• [What is needed]:
Your task is to print every entry below exactly as given.

### Excerpted records ###

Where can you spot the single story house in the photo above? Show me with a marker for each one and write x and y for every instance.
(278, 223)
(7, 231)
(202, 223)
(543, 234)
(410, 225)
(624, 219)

###

• [Output]:
Where can you spot the single story house in the photo above? Show me with a marker for each one and write x and y for every instance.
(278, 223)
(7, 231)
(202, 223)
(543, 234)
(410, 225)
(624, 219)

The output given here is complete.